• [Work instruction]
In the passage below on Bhartia's engineering work, copy word for word everything from "This phase of" down to "and long-term thinking.".

• [Provided text]
========================

The experience exposed him to the rigor required to build highly distributed, secure, and scalable systems. Working in an environment where reliability was non-negotiable, Bhartia implemented best practices across system design — from observability and fault tolerance to achieving up to five nines (99.999%) uptime. These were not theoretical benchmarks, but operational realities that demanded precision in execution.

A key area of his work involved solving complex identity verification challenges. By triangulating data across multiple sources, he helped design systems capable of determining user identity with extremely high accuracy across millions of applicants — a critical requirement in modern financial infrastructure that significantly helped reduce the cost of business operations.

In parallel, he contributed to underwriting engines that evaluated and processed hundreds of millions of dollars in loans annually. These systems required balancing risk, performance, and scalability, while operating in real-time environments with strict accuracy constraints.

This phase of Bhartia's career deepened his understanding of building systems not just for functionality, but for resilience and trust at scale — shaping his approach to engineering as one grounded in reliability, precision, and long-term thinking.

========================

Stored entries
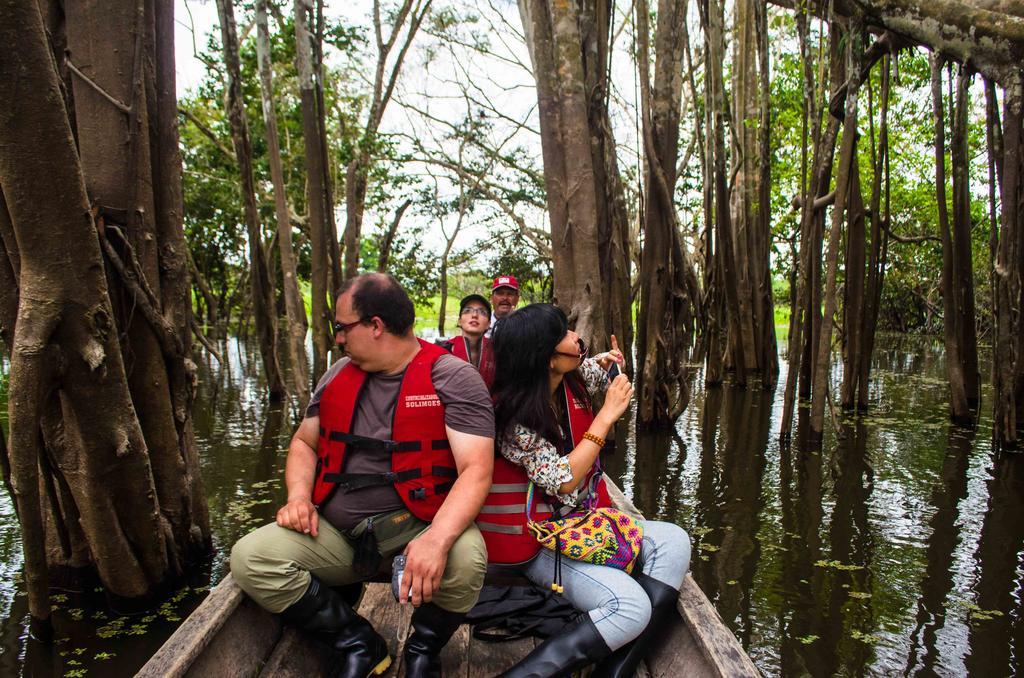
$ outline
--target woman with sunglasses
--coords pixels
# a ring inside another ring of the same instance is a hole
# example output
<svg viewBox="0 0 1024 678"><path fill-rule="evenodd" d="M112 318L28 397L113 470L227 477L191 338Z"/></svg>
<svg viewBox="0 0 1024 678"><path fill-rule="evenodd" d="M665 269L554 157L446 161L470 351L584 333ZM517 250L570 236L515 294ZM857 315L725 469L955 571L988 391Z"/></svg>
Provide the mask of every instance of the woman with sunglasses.
<svg viewBox="0 0 1024 678"><path fill-rule="evenodd" d="M622 353L612 346L612 351L588 359L587 347L568 329L565 313L551 304L521 308L494 333L497 376L492 395L500 455L488 497L492 506L484 506L477 525L492 561L528 557L522 563L523 574L545 589L555 582L553 552L541 549L528 532L523 534L511 510L507 512L511 518L505 515L507 499L493 498L502 488L512 492L518 473L522 481L528 479L543 491L540 501L551 511L593 506L595 500L597 506L610 504L599 453L633 396L625 375L609 383L607 370L622 362ZM604 405L595 414L592 396L600 391L605 392ZM643 545L633 575L561 558L562 591L586 613L535 648L507 675L562 675L592 663L598 665L595 676L633 675L650 647L652 633L675 610L690 557L689 538L678 525L645 520L642 526Z"/></svg>

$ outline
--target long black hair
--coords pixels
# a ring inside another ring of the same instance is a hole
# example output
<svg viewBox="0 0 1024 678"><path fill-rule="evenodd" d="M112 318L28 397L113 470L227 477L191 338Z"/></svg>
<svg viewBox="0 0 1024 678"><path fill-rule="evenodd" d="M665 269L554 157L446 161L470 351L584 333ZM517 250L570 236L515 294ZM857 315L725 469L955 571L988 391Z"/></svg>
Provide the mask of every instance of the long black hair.
<svg viewBox="0 0 1024 678"><path fill-rule="evenodd" d="M565 337L565 313L551 304L529 304L495 326L495 425L498 438L511 432L514 424L537 431L563 450L564 440L551 402L551 356ZM563 377L577 399L591 407L590 395L580 370Z"/></svg>

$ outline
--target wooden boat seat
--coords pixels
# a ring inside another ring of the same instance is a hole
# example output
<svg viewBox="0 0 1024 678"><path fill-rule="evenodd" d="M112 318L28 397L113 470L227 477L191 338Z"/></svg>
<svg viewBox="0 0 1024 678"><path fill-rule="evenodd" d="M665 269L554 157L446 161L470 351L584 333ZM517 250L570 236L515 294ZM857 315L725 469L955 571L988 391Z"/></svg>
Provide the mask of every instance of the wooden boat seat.
<svg viewBox="0 0 1024 678"><path fill-rule="evenodd" d="M636 507L614 485L615 506L637 516ZM387 640L395 658L387 677L403 675L401 647L409 633L412 605L399 605L391 595L390 573L381 571L364 592L358 611ZM516 566L487 568L487 584L524 584ZM379 583L378 583L379 582ZM677 620L668 625L664 643L646 660L655 678L758 678L754 663L715 611L690 575L683 580L676 602ZM489 678L522 659L536 646L532 638L509 642L477 640L463 625L441 652L450 678ZM276 615L257 605L230 575L224 578L136 674L161 676L218 676L225 678L309 678L327 674L330 658L325 645L293 629L283 628Z"/></svg>

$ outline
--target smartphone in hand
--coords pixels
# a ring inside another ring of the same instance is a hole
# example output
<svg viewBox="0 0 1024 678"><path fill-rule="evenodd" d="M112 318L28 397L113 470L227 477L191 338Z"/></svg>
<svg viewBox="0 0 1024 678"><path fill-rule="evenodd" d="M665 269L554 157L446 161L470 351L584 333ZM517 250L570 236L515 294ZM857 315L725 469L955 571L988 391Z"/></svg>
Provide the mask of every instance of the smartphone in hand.
<svg viewBox="0 0 1024 678"><path fill-rule="evenodd" d="M394 560L391 561L391 595L393 595L395 601L399 603L402 602L402 600L400 600L398 596L401 593L401 578L402 575L404 574L406 574L406 556L404 554L399 553L394 557ZM413 600L413 591L412 589L410 589L409 597L404 600L404 602L411 602L412 600Z"/></svg>

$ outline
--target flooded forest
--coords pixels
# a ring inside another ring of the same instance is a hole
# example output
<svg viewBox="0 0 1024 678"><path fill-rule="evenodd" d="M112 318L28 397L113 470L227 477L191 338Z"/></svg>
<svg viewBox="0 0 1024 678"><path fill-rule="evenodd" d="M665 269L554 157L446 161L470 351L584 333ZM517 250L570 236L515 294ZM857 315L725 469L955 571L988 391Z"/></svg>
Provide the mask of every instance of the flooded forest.
<svg viewBox="0 0 1024 678"><path fill-rule="evenodd" d="M0 674L273 519L347 279L514 276L764 675L1024 672L1024 3L0 0Z"/></svg>

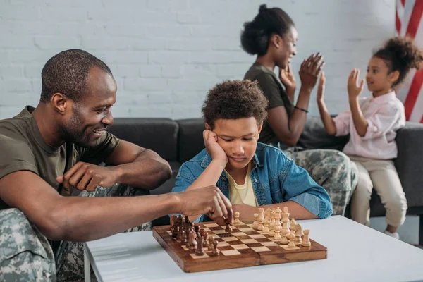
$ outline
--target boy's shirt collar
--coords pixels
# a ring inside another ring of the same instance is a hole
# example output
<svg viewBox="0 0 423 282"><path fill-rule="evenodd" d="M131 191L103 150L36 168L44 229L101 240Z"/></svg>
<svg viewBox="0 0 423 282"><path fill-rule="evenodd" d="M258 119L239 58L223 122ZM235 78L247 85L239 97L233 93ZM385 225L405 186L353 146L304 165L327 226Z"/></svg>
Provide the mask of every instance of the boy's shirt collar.
<svg viewBox="0 0 423 282"><path fill-rule="evenodd" d="M207 166L209 166L209 164L210 164L212 161L212 156L210 156L209 154L209 153L207 152L207 151L206 151L206 155L204 156L204 157L201 163L201 167L202 167L203 168L206 168ZM252 158L252 166L251 167L251 170L252 171L257 166L262 167L262 166L263 166L263 164L260 164L260 162L259 161L257 153L255 152L255 153L254 153L254 157Z"/></svg>

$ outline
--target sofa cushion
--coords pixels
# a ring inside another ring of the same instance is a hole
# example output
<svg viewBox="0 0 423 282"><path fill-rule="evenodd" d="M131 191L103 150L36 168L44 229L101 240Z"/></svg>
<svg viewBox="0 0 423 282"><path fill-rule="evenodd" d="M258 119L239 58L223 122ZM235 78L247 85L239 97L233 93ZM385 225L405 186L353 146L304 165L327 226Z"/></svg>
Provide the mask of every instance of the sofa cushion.
<svg viewBox="0 0 423 282"><path fill-rule="evenodd" d="M115 118L108 131L156 152L168 161L176 161L178 130L178 123L168 118Z"/></svg>
<svg viewBox="0 0 423 282"><path fill-rule="evenodd" d="M202 118L183 119L177 121L179 125L178 160L183 164L204 149L202 133L205 125Z"/></svg>
<svg viewBox="0 0 423 282"><path fill-rule="evenodd" d="M350 136L329 135L319 116L307 116L298 146L305 149L333 149L342 151Z"/></svg>

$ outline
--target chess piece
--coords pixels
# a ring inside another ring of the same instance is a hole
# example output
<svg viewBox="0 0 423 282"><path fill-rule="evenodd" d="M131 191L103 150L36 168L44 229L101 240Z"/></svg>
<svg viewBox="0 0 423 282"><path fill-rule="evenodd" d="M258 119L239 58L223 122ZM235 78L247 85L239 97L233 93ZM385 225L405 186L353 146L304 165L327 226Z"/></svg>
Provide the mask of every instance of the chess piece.
<svg viewBox="0 0 423 282"><path fill-rule="evenodd" d="M203 238L202 236L197 237L197 250L195 250L195 255L202 256L204 255L204 250L202 247Z"/></svg>
<svg viewBox="0 0 423 282"><path fill-rule="evenodd" d="M173 234L173 229L175 228L175 221L176 220L176 215L172 214L171 216L171 234Z"/></svg>
<svg viewBox="0 0 423 282"><path fill-rule="evenodd" d="M282 222L283 224L282 225L282 231L281 233L282 236L286 236L288 239L289 238L289 234L290 233L290 230L288 226L288 223L289 222L289 213L288 212L288 207L283 207L283 212L282 213Z"/></svg>
<svg viewBox="0 0 423 282"><path fill-rule="evenodd" d="M180 225L178 224L178 235L176 235L176 242L182 242L182 239L183 238L183 234L182 232L182 223Z"/></svg>
<svg viewBox="0 0 423 282"><path fill-rule="evenodd" d="M260 219L259 217L259 225L257 226L257 230L263 230L263 228L264 226L263 226L263 219Z"/></svg>
<svg viewBox="0 0 423 282"><path fill-rule="evenodd" d="M229 219L225 219L225 224L226 224L226 228L225 228L225 232L229 233L232 232L232 228L231 227L231 223L229 222Z"/></svg>
<svg viewBox="0 0 423 282"><path fill-rule="evenodd" d="M195 231L195 238L198 237L198 231L200 231L200 226L196 225L194 226L194 231Z"/></svg>
<svg viewBox="0 0 423 282"><path fill-rule="evenodd" d="M191 228L191 226L188 227L188 240L187 241L186 246L188 249L190 249L191 245L193 244L194 242L194 231Z"/></svg>
<svg viewBox="0 0 423 282"><path fill-rule="evenodd" d="M260 222L260 219L263 219L262 222L264 222L264 209L262 207L259 208L259 222Z"/></svg>
<svg viewBox="0 0 423 282"><path fill-rule="evenodd" d="M264 219L264 223L263 224L263 234L269 233L269 219Z"/></svg>
<svg viewBox="0 0 423 282"><path fill-rule="evenodd" d="M295 222L295 219L294 219L293 217L290 219L290 221L289 222L289 230L293 230L293 228L294 228L295 226L297 225L297 223Z"/></svg>
<svg viewBox="0 0 423 282"><path fill-rule="evenodd" d="M269 225L269 235L275 235L275 216L276 216L276 213L275 212L275 209L271 209L271 214L270 215L270 223Z"/></svg>
<svg viewBox="0 0 423 282"><path fill-rule="evenodd" d="M271 216L271 209L270 209L270 208L266 209L266 210L264 211L264 219L267 219L268 221L270 221ZM263 222L264 222L264 221L263 221Z"/></svg>
<svg viewBox="0 0 423 282"><path fill-rule="evenodd" d="M259 226L259 214L254 214L254 221L252 222L252 227L257 228Z"/></svg>
<svg viewBox="0 0 423 282"><path fill-rule="evenodd" d="M301 239L301 235L302 235L302 228L301 228L301 226L300 224L296 224L293 228L293 231L295 231L295 239L294 240L295 245L301 245L301 243L302 242L302 240Z"/></svg>
<svg viewBox="0 0 423 282"><path fill-rule="evenodd" d="M209 237L209 233L207 232L203 233L203 247L209 247L209 241L207 241L207 237Z"/></svg>
<svg viewBox="0 0 423 282"><path fill-rule="evenodd" d="M209 236L209 248L207 250L213 250L213 243L214 242L214 238L212 235Z"/></svg>
<svg viewBox="0 0 423 282"><path fill-rule="evenodd" d="M241 223L241 221L240 221L240 212L235 212L233 214L233 217L234 217L233 225Z"/></svg>
<svg viewBox="0 0 423 282"><path fill-rule="evenodd" d="M185 245L187 245L187 242L188 242L188 236L187 233L185 232L185 230L183 230L183 228L182 228L182 231L180 231L182 233L182 239L180 240L180 245L183 246L185 246Z"/></svg>
<svg viewBox="0 0 423 282"><path fill-rule="evenodd" d="M225 228L225 231L227 233L232 232L232 228L231 227L231 223L228 222L226 223L226 228Z"/></svg>
<svg viewBox="0 0 423 282"><path fill-rule="evenodd" d="M213 251L210 255L212 255L212 256L217 256L219 253L220 251L217 248L217 241L215 240L214 242L213 242Z"/></svg>
<svg viewBox="0 0 423 282"><path fill-rule="evenodd" d="M275 227L275 235L273 238L274 241L279 242L282 238L281 237L281 226Z"/></svg>
<svg viewBox="0 0 423 282"><path fill-rule="evenodd" d="M289 234L289 243L288 244L288 249L295 249L297 246L295 246L295 234L293 232L291 232Z"/></svg>
<svg viewBox="0 0 423 282"><path fill-rule="evenodd" d="M309 247L312 245L312 243L310 242L310 238L309 238L309 233L310 233L310 230L309 229L304 229L304 238L302 238L302 243L301 243L301 245L302 247Z"/></svg>
<svg viewBox="0 0 423 282"><path fill-rule="evenodd" d="M190 242L189 249L190 251L197 250L197 240L195 240L195 233L191 229L192 241Z"/></svg>

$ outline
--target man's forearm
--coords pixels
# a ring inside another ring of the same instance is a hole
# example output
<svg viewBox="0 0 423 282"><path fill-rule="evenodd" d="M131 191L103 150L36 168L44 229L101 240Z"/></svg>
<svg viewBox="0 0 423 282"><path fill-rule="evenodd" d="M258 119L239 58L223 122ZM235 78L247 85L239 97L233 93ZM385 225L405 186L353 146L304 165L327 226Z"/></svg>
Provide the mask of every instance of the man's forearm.
<svg viewBox="0 0 423 282"><path fill-rule="evenodd" d="M252 221L254 214L259 213L259 207L266 209L276 209L279 207L283 210L283 207L287 207L290 213L290 218L295 219L317 219L317 216L309 212L302 205L293 201L284 202L279 204L266 204L260 207L252 207L247 204L234 204L232 206L233 212L239 212L241 221Z"/></svg>
<svg viewBox="0 0 423 282"><path fill-rule="evenodd" d="M133 162L114 166L116 183L135 188L154 189L172 176L168 163L152 151L142 152Z"/></svg>
<svg viewBox="0 0 423 282"><path fill-rule="evenodd" d="M212 161L207 168L200 174L200 176L187 188L187 190L200 188L214 185L225 169L226 164L218 161Z"/></svg>
<svg viewBox="0 0 423 282"><path fill-rule="evenodd" d="M174 194L130 197L63 197L51 213L58 231L47 233L54 240L90 241L179 212L178 207Z"/></svg>
<svg viewBox="0 0 423 282"><path fill-rule="evenodd" d="M361 111L358 99L350 99L349 102L351 115L352 116L352 121L354 122L354 127L355 127L355 130L358 135L363 137L367 132L367 121L366 121L366 119Z"/></svg>
<svg viewBox="0 0 423 282"><path fill-rule="evenodd" d="M318 101L317 105L319 106L319 113L320 114L320 118L321 118L321 121L323 121L323 124L326 132L329 135L336 135L336 125L335 125L333 119L329 114L329 112L328 111L324 102L323 100Z"/></svg>

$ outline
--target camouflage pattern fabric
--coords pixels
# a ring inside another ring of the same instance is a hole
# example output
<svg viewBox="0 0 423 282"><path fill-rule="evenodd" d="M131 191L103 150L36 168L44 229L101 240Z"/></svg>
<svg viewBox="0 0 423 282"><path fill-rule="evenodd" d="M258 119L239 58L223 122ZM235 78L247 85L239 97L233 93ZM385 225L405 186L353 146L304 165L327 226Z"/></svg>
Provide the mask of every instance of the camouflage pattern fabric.
<svg viewBox="0 0 423 282"><path fill-rule="evenodd" d="M56 281L49 241L18 209L0 211L0 281Z"/></svg>
<svg viewBox="0 0 423 282"><path fill-rule="evenodd" d="M358 182L358 169L342 152L333 149L301 150L291 147L283 151L301 166L331 197L333 215L343 216Z"/></svg>
<svg viewBox="0 0 423 282"><path fill-rule="evenodd" d="M123 184L82 191L80 197L130 197L149 194ZM125 232L152 230L152 223ZM82 243L62 241L54 256L48 240L17 209L0 211L0 281L83 281Z"/></svg>

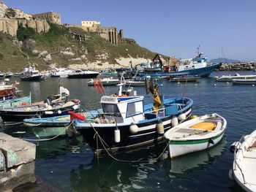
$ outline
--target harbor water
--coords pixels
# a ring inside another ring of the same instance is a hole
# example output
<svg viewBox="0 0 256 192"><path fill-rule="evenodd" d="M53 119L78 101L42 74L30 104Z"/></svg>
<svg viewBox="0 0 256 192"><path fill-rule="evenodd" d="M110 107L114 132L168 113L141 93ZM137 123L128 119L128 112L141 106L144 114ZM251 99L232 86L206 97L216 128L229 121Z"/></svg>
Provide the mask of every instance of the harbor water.
<svg viewBox="0 0 256 192"><path fill-rule="evenodd" d="M235 72L214 72L211 77L232 73ZM252 73L255 72L241 72ZM87 86L88 80L48 78L41 82L21 82L19 88L26 95L31 91L32 100L37 101L57 93L61 85L69 91L70 98L81 100L82 109L98 109L101 95ZM156 161L166 146L163 140L159 145L117 155L115 157L119 161L116 161L108 155L95 157L81 137L72 139L58 137L35 142L36 174L61 191L242 191L228 177L233 159L229 146L256 128L256 85L233 85L217 82L211 77L187 85L162 80L159 85L165 98L192 99L193 115L216 112L225 118L227 127L220 143L173 160L167 150ZM117 92L116 86L105 89L107 94ZM138 95L146 94L144 87L136 90ZM151 96L146 96L146 103L152 101ZM34 128L15 126L1 128L0 131L36 139Z"/></svg>

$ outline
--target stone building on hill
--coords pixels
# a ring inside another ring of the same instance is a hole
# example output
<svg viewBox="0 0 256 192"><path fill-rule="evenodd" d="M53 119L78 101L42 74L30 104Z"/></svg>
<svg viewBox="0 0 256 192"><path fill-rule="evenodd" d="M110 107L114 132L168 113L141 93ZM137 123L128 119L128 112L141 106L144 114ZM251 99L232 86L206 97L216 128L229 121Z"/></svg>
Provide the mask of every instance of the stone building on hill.
<svg viewBox="0 0 256 192"><path fill-rule="evenodd" d="M32 15L32 18L34 20L48 20L50 23L59 25L61 24L61 15L54 12L34 14Z"/></svg>
<svg viewBox="0 0 256 192"><path fill-rule="evenodd" d="M107 39L110 42L117 45L118 32L116 27L102 27L99 21L95 20L82 20L80 26L64 24L66 27L77 27L82 28L86 32L97 32L100 37Z"/></svg>

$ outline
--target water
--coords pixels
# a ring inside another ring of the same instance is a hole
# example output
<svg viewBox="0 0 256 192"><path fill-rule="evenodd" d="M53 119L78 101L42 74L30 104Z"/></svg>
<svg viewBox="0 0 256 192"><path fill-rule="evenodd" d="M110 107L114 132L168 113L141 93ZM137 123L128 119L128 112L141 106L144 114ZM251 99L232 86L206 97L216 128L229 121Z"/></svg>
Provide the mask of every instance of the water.
<svg viewBox="0 0 256 192"><path fill-rule="evenodd" d="M223 74L225 72L215 72L211 76ZM51 78L40 82L23 82L19 87L26 94L31 91L33 99L39 100L57 93L61 84L69 90L72 98L81 100L82 108L98 108L100 95L87 86L87 80ZM36 143L36 174L62 191L242 191L228 177L233 164L229 146L255 129L256 86L233 86L215 82L212 78L188 82L186 86L165 80L161 84L166 98L184 96L192 99L193 114L217 112L227 119L227 128L219 145L174 160L165 153L165 158L158 161L154 158L164 147L146 146L116 156L130 161L142 158L139 162L127 163L108 156L98 159L81 137L71 140L57 138ZM145 88L136 90L138 94L145 93ZM117 88L108 87L105 91L113 93ZM146 100L149 103L152 99L147 96ZM34 138L31 128L15 126L1 131L18 137ZM25 133L15 134L17 131Z"/></svg>

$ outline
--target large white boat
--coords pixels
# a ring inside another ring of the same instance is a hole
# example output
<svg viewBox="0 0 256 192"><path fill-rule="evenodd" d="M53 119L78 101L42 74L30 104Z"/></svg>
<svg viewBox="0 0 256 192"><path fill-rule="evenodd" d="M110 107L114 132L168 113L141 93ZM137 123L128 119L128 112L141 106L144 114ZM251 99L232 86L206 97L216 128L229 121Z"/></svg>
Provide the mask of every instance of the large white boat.
<svg viewBox="0 0 256 192"><path fill-rule="evenodd" d="M119 80L110 78L103 78L99 80L103 86L105 85L116 85L119 83ZM89 86L94 86L97 80L91 79L87 82Z"/></svg>
<svg viewBox="0 0 256 192"><path fill-rule="evenodd" d="M236 73L234 75L222 75L221 77L216 76L216 81L224 81L224 82L229 82L232 81L233 80L248 80L248 79L252 79L256 78L255 74L244 74L244 75L240 75L238 73Z"/></svg>
<svg viewBox="0 0 256 192"><path fill-rule="evenodd" d="M22 72L20 80L22 81L39 81L42 74L34 66L26 67Z"/></svg>
<svg viewBox="0 0 256 192"><path fill-rule="evenodd" d="M229 176L246 191L256 191L256 130L240 142L235 142L234 161Z"/></svg>
<svg viewBox="0 0 256 192"><path fill-rule="evenodd" d="M68 78L94 78L99 74L99 73L97 72L76 69L75 72L69 73L67 77Z"/></svg>
<svg viewBox="0 0 256 192"><path fill-rule="evenodd" d="M73 72L72 70L68 69L66 68L56 68L57 72L52 73L50 77L61 77L61 78L66 78L69 75L69 74Z"/></svg>
<svg viewBox="0 0 256 192"><path fill-rule="evenodd" d="M206 115L184 122L165 134L170 158L209 148L222 138L226 120L218 114Z"/></svg>

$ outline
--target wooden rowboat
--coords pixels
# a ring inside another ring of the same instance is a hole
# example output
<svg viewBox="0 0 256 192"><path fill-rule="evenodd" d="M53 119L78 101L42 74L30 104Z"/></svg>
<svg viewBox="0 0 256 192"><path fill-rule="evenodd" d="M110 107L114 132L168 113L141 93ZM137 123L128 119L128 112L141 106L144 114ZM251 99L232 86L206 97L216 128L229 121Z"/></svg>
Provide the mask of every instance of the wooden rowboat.
<svg viewBox="0 0 256 192"><path fill-rule="evenodd" d="M246 191L256 191L256 130L243 139L237 142L231 177Z"/></svg>
<svg viewBox="0 0 256 192"><path fill-rule="evenodd" d="M182 123L165 134L169 144L170 157L203 150L218 143L222 138L227 121L214 113Z"/></svg>

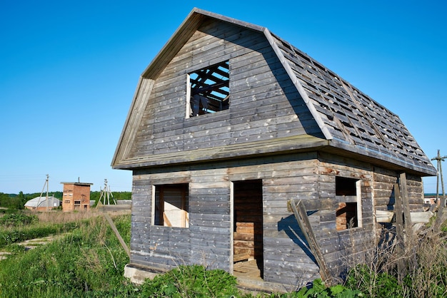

========================

• [Task response]
This phase of Bhartia's career deepened his understanding of building systems not just for functionality, but for resilience and trust at scale — shaping his approach to engineering as one grounded in reliability, precision, and long-term thinking.